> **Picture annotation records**

+-------+

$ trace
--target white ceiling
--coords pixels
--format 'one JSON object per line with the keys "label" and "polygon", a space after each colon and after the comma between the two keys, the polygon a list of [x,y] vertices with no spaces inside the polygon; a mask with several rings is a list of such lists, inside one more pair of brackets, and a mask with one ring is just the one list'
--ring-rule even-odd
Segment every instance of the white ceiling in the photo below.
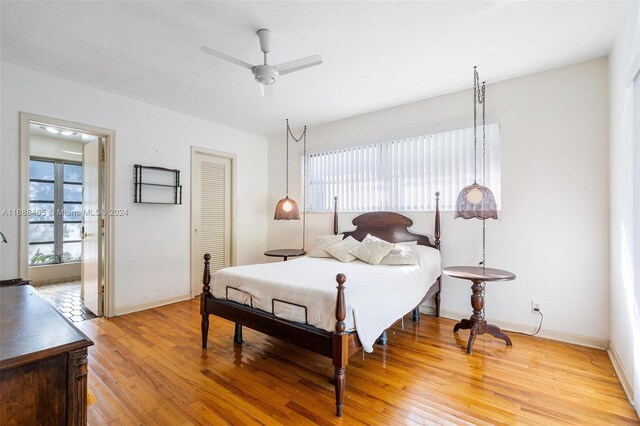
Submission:
{"label": "white ceiling", "polygon": [[[608,54],[620,2],[11,2],[2,60],[259,134],[283,132]],[[249,70],[320,54],[262,98]]]}

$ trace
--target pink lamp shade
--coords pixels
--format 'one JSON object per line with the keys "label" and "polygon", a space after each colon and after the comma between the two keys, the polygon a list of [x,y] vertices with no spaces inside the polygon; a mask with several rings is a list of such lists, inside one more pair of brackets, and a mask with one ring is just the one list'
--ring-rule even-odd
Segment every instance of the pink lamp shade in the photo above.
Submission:
{"label": "pink lamp shade", "polygon": [[456,214],[463,219],[497,219],[498,208],[493,193],[486,186],[474,183],[465,186],[458,194]]}
{"label": "pink lamp shade", "polygon": [[273,218],[275,220],[300,220],[298,203],[288,196],[283,198],[276,204],[276,211]]}

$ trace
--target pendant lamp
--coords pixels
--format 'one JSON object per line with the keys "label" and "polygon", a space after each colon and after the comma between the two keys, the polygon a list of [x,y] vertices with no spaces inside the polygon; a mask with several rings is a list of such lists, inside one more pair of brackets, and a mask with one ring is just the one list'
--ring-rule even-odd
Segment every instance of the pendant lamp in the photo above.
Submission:
{"label": "pendant lamp", "polygon": [[[454,218],[482,220],[482,265],[485,263],[486,219],[498,219],[496,199],[485,186],[486,180],[486,97],[485,82],[480,85],[477,67],[473,67],[473,183],[465,186],[456,200]],[[482,184],[478,183],[478,104],[482,104]]]}
{"label": "pendant lamp", "polygon": [[[307,128],[304,128],[303,134],[300,136],[302,139],[307,133]],[[298,203],[294,199],[289,198],[289,135],[291,129],[289,128],[289,120],[287,119],[287,148],[286,148],[286,170],[287,170],[287,189],[285,197],[278,201],[276,204],[276,211],[273,215],[275,220],[300,220],[300,209],[298,209]],[[294,137],[294,140],[296,138]],[[296,141],[297,142],[297,141]]]}

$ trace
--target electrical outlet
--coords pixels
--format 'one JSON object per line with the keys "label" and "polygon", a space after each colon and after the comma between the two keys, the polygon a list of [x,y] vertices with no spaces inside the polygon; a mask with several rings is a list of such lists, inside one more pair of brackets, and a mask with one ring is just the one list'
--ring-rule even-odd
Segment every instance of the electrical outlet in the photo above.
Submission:
{"label": "electrical outlet", "polygon": [[531,301],[531,312],[536,312],[540,310],[540,303],[536,302],[535,300]]}

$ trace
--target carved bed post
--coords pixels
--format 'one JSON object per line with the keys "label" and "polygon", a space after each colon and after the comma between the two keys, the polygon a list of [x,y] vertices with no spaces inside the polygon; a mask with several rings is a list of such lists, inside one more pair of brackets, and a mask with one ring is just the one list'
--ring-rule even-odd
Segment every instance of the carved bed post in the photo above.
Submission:
{"label": "carved bed post", "polygon": [[202,315],[202,349],[207,349],[207,336],[209,334],[209,313],[206,309],[207,297],[211,297],[211,270],[209,267],[211,255],[204,255],[204,273],[202,274],[202,294],[200,295],[200,315]]}
{"label": "carved bed post", "polygon": [[[435,246],[440,250],[440,192],[436,192],[436,223],[434,229]],[[440,316],[440,291],[442,290],[442,276],[438,277],[438,291],[435,295],[436,317]]]}
{"label": "carved bed post", "polygon": [[433,231],[434,245],[440,250],[440,192],[436,192],[436,223]]}
{"label": "carved bed post", "polygon": [[338,235],[338,197],[333,197],[333,235]]}
{"label": "carved bed post", "polygon": [[333,333],[333,381],[336,388],[336,416],[342,417],[343,396],[345,387],[344,371],[349,361],[349,335],[344,320],[347,317],[347,307],[344,301],[344,283],[347,277],[338,274],[338,297],[336,299],[336,331]]}

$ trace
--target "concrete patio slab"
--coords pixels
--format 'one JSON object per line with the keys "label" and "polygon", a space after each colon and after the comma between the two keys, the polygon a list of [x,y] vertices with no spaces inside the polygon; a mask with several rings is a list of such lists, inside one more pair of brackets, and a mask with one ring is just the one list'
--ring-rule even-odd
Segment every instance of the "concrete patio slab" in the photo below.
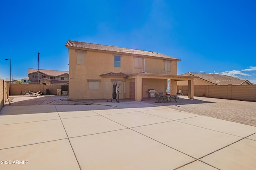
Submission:
{"label": "concrete patio slab", "polygon": [[68,137],[73,137],[126,129],[102,116],[62,119]]}
{"label": "concrete patio slab", "polygon": [[152,115],[168,119],[170,120],[178,120],[181,119],[200,116],[200,115],[196,114],[166,108],[157,110],[150,110],[143,111],[142,111],[142,112]]}
{"label": "concrete patio slab", "polygon": [[132,129],[196,158],[242,139],[176,121]]}
{"label": "concrete patio slab", "polygon": [[256,133],[256,127],[254,126],[205,116],[179,120],[178,121],[243,137]]}
{"label": "concrete patio slab", "polygon": [[5,115],[0,119],[0,125],[20,123],[59,119],[57,112]]}
{"label": "concrete patio slab", "polygon": [[97,113],[90,110],[83,111],[64,111],[59,112],[59,114],[61,119],[74,117],[86,117],[87,116],[98,116]]}
{"label": "concrete patio slab", "polygon": [[2,170],[80,169],[68,139],[0,150],[0,160],[11,162]]}
{"label": "concrete patio slab", "polygon": [[[255,128],[244,125],[256,127],[255,102],[201,97],[160,104],[153,98],[110,103],[60,96],[33,98],[14,99],[0,113],[0,158],[32,161],[29,166],[8,166],[12,169],[107,169],[102,162],[111,170],[233,170],[229,164],[234,162],[238,169],[256,169],[250,162],[256,160],[252,155]],[[66,105],[78,102],[91,104]],[[0,169],[6,169],[2,165]]]}
{"label": "concrete patio slab", "polygon": [[7,106],[1,110],[1,115],[18,115],[21,114],[39,113],[56,112],[54,105],[22,106]]}
{"label": "concrete patio slab", "polygon": [[255,170],[256,141],[245,139],[200,160],[220,169]]}
{"label": "concrete patio slab", "polygon": [[[52,105],[54,106],[54,105]],[[55,105],[56,109],[58,112],[68,111],[84,111],[89,110],[82,106],[70,105]]]}
{"label": "concrete patio slab", "polygon": [[195,160],[128,129],[70,140],[82,170],[170,170]]}
{"label": "concrete patio slab", "polygon": [[196,160],[192,163],[179,168],[179,170],[217,170],[218,169],[211,166],[199,160]]}
{"label": "concrete patio slab", "polygon": [[138,111],[108,115],[104,116],[129,128],[170,121],[170,119]]}
{"label": "concrete patio slab", "polygon": [[256,134],[254,134],[246,138],[256,141]]}
{"label": "concrete patio slab", "polygon": [[161,109],[165,109],[166,107],[164,106],[156,106],[151,107],[131,107],[130,109],[132,110],[138,111],[146,111],[147,110],[158,110]]}
{"label": "concrete patio slab", "polygon": [[0,136],[0,149],[67,138],[60,119],[1,125]]}
{"label": "concrete patio slab", "polygon": [[106,115],[112,114],[118,114],[123,113],[124,113],[134,112],[136,111],[130,109],[112,109],[111,110],[110,110],[109,109],[94,110],[93,111],[95,113],[97,113],[99,114],[100,115]]}

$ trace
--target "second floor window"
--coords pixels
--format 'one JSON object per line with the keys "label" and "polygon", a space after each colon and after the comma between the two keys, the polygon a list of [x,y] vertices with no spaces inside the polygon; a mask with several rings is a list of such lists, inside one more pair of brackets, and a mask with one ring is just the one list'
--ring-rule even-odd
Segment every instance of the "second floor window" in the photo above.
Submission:
{"label": "second floor window", "polygon": [[171,61],[164,61],[164,71],[171,71]]}
{"label": "second floor window", "polygon": [[89,90],[99,90],[100,89],[99,82],[91,81],[89,82]]}
{"label": "second floor window", "polygon": [[121,56],[115,55],[114,60],[114,66],[115,67],[121,67]]}
{"label": "second floor window", "polygon": [[142,59],[141,58],[134,58],[134,68],[142,68]]}

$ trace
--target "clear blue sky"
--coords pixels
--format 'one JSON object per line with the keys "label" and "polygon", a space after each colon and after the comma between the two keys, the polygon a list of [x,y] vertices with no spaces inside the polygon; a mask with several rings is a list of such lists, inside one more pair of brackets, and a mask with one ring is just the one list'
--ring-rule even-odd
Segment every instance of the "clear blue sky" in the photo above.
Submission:
{"label": "clear blue sky", "polygon": [[0,77],[29,68],[68,70],[68,40],[181,59],[178,74],[226,74],[256,83],[256,1],[8,0],[0,5]]}

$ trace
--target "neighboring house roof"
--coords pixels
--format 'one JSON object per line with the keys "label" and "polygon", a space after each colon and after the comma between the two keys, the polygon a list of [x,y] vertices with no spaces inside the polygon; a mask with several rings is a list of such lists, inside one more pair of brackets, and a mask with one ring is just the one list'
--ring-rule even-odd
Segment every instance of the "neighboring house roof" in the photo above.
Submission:
{"label": "neighboring house roof", "polygon": [[180,61],[180,59],[176,59],[172,57],[160,54],[158,53],[148,51],[135,49],[128,49],[118,47],[111,46],[110,45],[101,45],[97,44],[92,44],[88,43],[75,41],[68,40],[66,44],[66,47],[74,48],[74,47],[86,49],[90,49],[97,50],[111,51],[116,53],[121,53],[137,55],[142,55],[151,56],[156,57],[160,57],[165,59],[171,59]]}
{"label": "neighboring house roof", "polygon": [[[21,79],[20,78],[11,78],[11,82],[14,82],[14,81],[19,81],[20,82],[21,81]],[[6,82],[10,82],[10,78],[6,78],[5,79],[5,81]]]}
{"label": "neighboring house roof", "polygon": [[252,84],[250,82],[247,80],[240,80],[238,78],[225,75],[190,72],[181,74],[181,75],[184,76],[189,75],[199,77],[199,78],[218,85],[228,84],[242,85],[246,82],[248,82],[250,84]]}
{"label": "neighboring house roof", "polygon": [[127,74],[126,74],[122,72],[110,72],[108,73],[104,74],[100,74],[100,75],[102,77],[111,77],[111,76],[118,76],[126,77],[128,76]]}
{"label": "neighboring house roof", "polygon": [[[39,69],[39,72],[48,76],[60,76],[65,74],[69,74],[69,72],[67,71],[58,71],[55,70]],[[38,72],[38,69],[28,68],[28,74],[30,74],[35,72]]]}

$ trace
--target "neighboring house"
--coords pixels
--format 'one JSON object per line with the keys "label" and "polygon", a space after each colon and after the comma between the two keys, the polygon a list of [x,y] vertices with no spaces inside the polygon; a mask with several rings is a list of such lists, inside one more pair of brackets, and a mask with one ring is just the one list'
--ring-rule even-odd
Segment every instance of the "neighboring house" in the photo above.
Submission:
{"label": "neighboring house", "polygon": [[[29,68],[28,74],[29,83],[38,83],[38,69]],[[68,83],[68,71],[39,69],[39,84],[66,85]]]}
{"label": "neighboring house", "polygon": [[[10,82],[10,78],[6,78],[5,81],[8,82]],[[18,81],[21,82],[21,79],[20,78],[11,78],[11,84],[15,84]]]}
{"label": "neighboring house", "polygon": [[141,100],[148,89],[166,93],[170,80],[171,94],[177,92],[177,82],[190,84],[189,98],[194,97],[191,76],[177,75],[176,59],[156,52],[68,41],[69,99],[111,99],[113,84],[118,86],[120,98]]}
{"label": "neighboring house", "polygon": [[[14,84],[17,83],[17,82],[22,82],[22,84],[26,84],[28,83],[28,77],[25,78],[12,78],[11,79],[11,84]],[[10,78],[6,78],[5,79],[5,81],[7,82],[10,82]]]}
{"label": "neighboring house", "polygon": [[[240,80],[225,75],[190,72],[181,74],[181,75],[199,77],[199,78],[194,80],[194,85],[195,86],[252,84],[247,80]],[[178,82],[177,85],[178,86],[187,86],[188,82],[186,81],[180,81]]]}
{"label": "neighboring house", "polygon": [[28,80],[29,79],[29,77],[27,77],[26,78],[22,78],[21,79],[21,81],[22,82],[22,84],[27,84],[28,83]]}

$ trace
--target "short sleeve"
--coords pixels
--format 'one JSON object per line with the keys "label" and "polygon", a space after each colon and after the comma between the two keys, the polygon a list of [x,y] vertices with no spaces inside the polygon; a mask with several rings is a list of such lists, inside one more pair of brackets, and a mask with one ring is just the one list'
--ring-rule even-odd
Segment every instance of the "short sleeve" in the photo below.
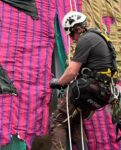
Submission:
{"label": "short sleeve", "polygon": [[80,62],[82,64],[86,63],[90,51],[91,51],[90,40],[86,37],[81,37],[77,43],[75,54],[72,61]]}

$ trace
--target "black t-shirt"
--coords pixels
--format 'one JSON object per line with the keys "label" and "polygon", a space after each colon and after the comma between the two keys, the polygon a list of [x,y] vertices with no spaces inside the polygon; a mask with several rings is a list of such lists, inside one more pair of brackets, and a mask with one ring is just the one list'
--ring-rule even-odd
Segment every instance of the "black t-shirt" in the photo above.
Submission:
{"label": "black t-shirt", "polygon": [[112,56],[105,40],[98,34],[87,32],[78,40],[72,61],[93,70],[111,68]]}

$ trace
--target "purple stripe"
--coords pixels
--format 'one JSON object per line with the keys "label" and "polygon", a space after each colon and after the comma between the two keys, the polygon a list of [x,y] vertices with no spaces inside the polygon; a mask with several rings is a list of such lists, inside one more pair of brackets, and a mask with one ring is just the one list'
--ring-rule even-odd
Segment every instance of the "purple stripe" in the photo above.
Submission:
{"label": "purple stripe", "polygon": [[[15,40],[15,45],[14,45],[14,47],[15,47],[15,49],[14,49],[14,57],[13,57],[13,59],[14,59],[14,62],[15,62],[15,59],[16,59],[16,52],[17,52],[17,45],[18,45],[18,33],[19,33],[19,23],[20,23],[20,18],[19,18],[19,15],[20,15],[20,13],[19,13],[19,11],[18,11],[18,17],[17,17],[17,30],[16,30],[16,40]],[[13,64],[13,66],[12,66],[12,70],[14,70],[14,64]],[[14,78],[14,74],[13,74],[13,76],[12,76],[12,78]]]}
{"label": "purple stripe", "polygon": [[[42,15],[43,13],[43,1],[41,1],[41,6],[40,6],[40,14]],[[40,38],[39,38],[39,45],[41,45],[42,43],[42,35],[41,35],[41,31],[42,31],[42,28],[43,28],[43,23],[42,21],[40,20]],[[40,70],[41,70],[41,48],[40,46],[38,46],[38,62],[37,62],[39,69],[38,69],[38,79],[36,80],[36,85],[38,85],[38,82],[40,80]],[[35,105],[35,123],[34,123],[34,131],[36,130],[37,128],[37,118],[40,116],[40,114],[37,113],[37,110],[40,109],[39,108],[39,105],[38,105],[38,97],[39,97],[39,86],[36,86],[36,98],[35,98],[35,102],[36,102],[36,105]]]}
{"label": "purple stripe", "polygon": [[[11,21],[12,21],[12,7],[10,7],[10,23],[9,23],[9,31],[8,31],[8,46],[7,46],[7,51],[6,51],[6,60],[7,60],[7,58],[8,58],[8,56],[9,56],[9,52],[10,52],[10,46],[9,46],[9,44],[10,44],[10,27],[11,27]],[[6,68],[7,69],[7,68]],[[10,139],[10,135],[11,135],[11,118],[12,118],[12,96],[10,97],[10,116],[9,116],[9,128],[8,128],[8,136],[9,136],[9,139]]]}
{"label": "purple stripe", "polygon": [[[29,70],[32,70],[32,56],[33,56],[33,51],[34,51],[34,38],[35,38],[35,21],[33,21],[33,28],[32,28],[32,45],[31,45],[31,55],[30,55],[30,60],[29,60]],[[32,81],[31,73],[29,73],[29,81]],[[31,90],[30,90],[30,84],[28,84],[28,101],[27,101],[27,112],[26,112],[26,129],[25,129],[25,138],[27,137],[28,133],[28,123],[29,123],[29,110],[30,110],[30,105],[31,105]]]}
{"label": "purple stripe", "polygon": [[[2,3],[2,12],[4,12],[4,3]],[[2,22],[4,20],[4,13],[2,13]],[[2,37],[2,30],[1,30],[1,37]],[[0,41],[1,42],[1,41]],[[3,127],[3,118],[4,118],[4,98],[2,97],[2,114],[1,114],[1,122],[0,122],[0,134],[2,134],[2,127]],[[2,135],[0,135],[2,136]],[[2,143],[2,137],[0,137],[0,145]]]}
{"label": "purple stripe", "polygon": [[[26,19],[25,19],[25,31],[24,31],[24,43],[23,43],[23,47],[26,48],[26,39],[27,39],[27,27],[28,27],[28,16],[26,15]],[[23,90],[23,84],[24,82],[22,82],[23,79],[23,74],[24,74],[24,53],[22,53],[22,63],[21,63],[21,78],[20,78],[20,91],[19,91],[19,99],[18,99],[18,121],[17,121],[17,131],[19,130],[19,125],[20,125],[20,114],[21,114],[21,104],[22,104],[22,90]]]}
{"label": "purple stripe", "polygon": [[95,141],[95,147],[96,147],[96,149],[95,150],[98,150],[97,148],[97,138],[96,138],[96,136],[95,136],[95,123],[93,123],[94,121],[93,120],[91,120],[91,123],[92,123],[92,128],[93,128],[93,135],[94,135],[94,141]]}
{"label": "purple stripe", "polygon": [[[9,29],[8,29],[8,43],[7,43],[7,51],[6,51],[6,56],[5,56],[5,60],[7,60],[7,58],[8,58],[8,56],[9,56],[9,48],[10,48],[10,46],[9,46],[9,44],[10,44],[10,28],[11,28],[11,17],[12,17],[12,8],[10,8],[10,18],[9,18]],[[4,68],[7,70],[7,63],[5,63],[5,65],[4,65]],[[4,97],[2,97],[2,100],[5,100],[4,99]],[[11,121],[11,106],[12,105],[12,100],[10,100],[10,117],[9,117],[9,123],[8,123],[8,125],[9,125],[9,127],[8,127],[8,136],[9,136],[9,139],[10,139],[10,129],[11,129],[11,123],[10,123],[10,121]],[[3,116],[4,116],[4,104],[2,104],[2,118],[4,118]],[[3,124],[4,124],[4,119],[2,119],[2,121],[1,121],[1,124],[2,124],[2,126],[1,126],[1,130],[2,130],[2,127],[3,127]],[[7,136],[7,135],[6,135]],[[4,140],[4,139],[3,139]],[[2,138],[1,138],[1,142],[2,142]]]}
{"label": "purple stripe", "polygon": [[[47,14],[47,16],[48,16],[48,35],[50,35],[50,0],[48,0],[48,14]],[[42,98],[42,121],[40,122],[40,127],[41,127],[41,129],[40,129],[40,133],[42,134],[42,129],[43,129],[43,123],[44,123],[44,121],[43,121],[43,113],[44,113],[44,103],[45,103],[45,96],[46,96],[46,83],[47,83],[47,65],[48,65],[48,50],[49,50],[49,43],[50,43],[50,38],[49,38],[49,36],[48,36],[48,42],[47,42],[47,48],[46,48],[46,59],[45,59],[45,74],[44,74],[44,85],[43,85],[43,87],[44,87],[44,90],[43,90],[43,98]]]}
{"label": "purple stripe", "polygon": [[108,128],[108,121],[107,121],[107,117],[106,117],[106,112],[105,110],[103,111],[103,117],[104,117],[104,122],[105,122],[105,128],[106,128],[106,131],[107,131],[107,136],[108,136],[108,143],[109,143],[109,146],[110,146],[110,150],[113,150],[113,146],[111,144],[111,141],[110,141],[110,131],[109,131],[109,128]]}

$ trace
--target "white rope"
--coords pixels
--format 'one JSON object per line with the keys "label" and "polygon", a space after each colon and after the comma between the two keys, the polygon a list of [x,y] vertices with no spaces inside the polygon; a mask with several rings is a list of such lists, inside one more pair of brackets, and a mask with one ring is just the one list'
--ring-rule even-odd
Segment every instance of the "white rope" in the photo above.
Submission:
{"label": "white rope", "polygon": [[70,150],[72,150],[71,127],[70,127],[70,117],[69,117],[68,99],[69,99],[69,85],[68,85],[68,87],[67,87],[67,92],[66,92],[66,108],[67,108],[67,118],[68,118],[69,145],[70,145]]}
{"label": "white rope", "polygon": [[83,120],[82,120],[82,113],[81,113],[81,111],[80,111],[80,121],[81,121],[81,142],[82,142],[82,150],[84,150]]}
{"label": "white rope", "polygon": [[[69,64],[70,64],[70,37],[69,36],[68,36],[68,46],[69,46]],[[72,150],[71,128],[70,128],[70,117],[69,117],[68,100],[69,100],[69,85],[67,87],[67,92],[66,92],[66,109],[67,109],[67,119],[68,119],[69,145],[70,145],[70,150]]]}
{"label": "white rope", "polygon": [[70,0],[70,9],[71,9],[71,11],[73,10],[73,8],[72,8],[72,1]]}

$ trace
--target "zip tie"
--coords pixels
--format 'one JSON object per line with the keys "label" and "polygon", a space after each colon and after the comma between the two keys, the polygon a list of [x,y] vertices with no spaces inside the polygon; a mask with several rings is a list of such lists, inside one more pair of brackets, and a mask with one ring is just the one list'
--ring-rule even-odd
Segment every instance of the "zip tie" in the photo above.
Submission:
{"label": "zip tie", "polygon": [[80,111],[80,120],[81,120],[81,142],[82,142],[82,150],[84,150],[83,121],[82,121],[82,112],[81,111]]}

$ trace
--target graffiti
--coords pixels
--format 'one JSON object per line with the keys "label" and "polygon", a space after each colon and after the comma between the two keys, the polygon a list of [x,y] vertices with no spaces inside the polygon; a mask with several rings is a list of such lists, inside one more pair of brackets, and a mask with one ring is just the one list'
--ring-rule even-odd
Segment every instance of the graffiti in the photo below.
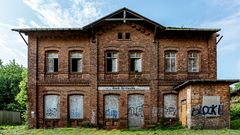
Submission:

+-------+

> **Short task**
Please count the rows above that contain the string "second" and give only the number.

> **Response for this exercise**
6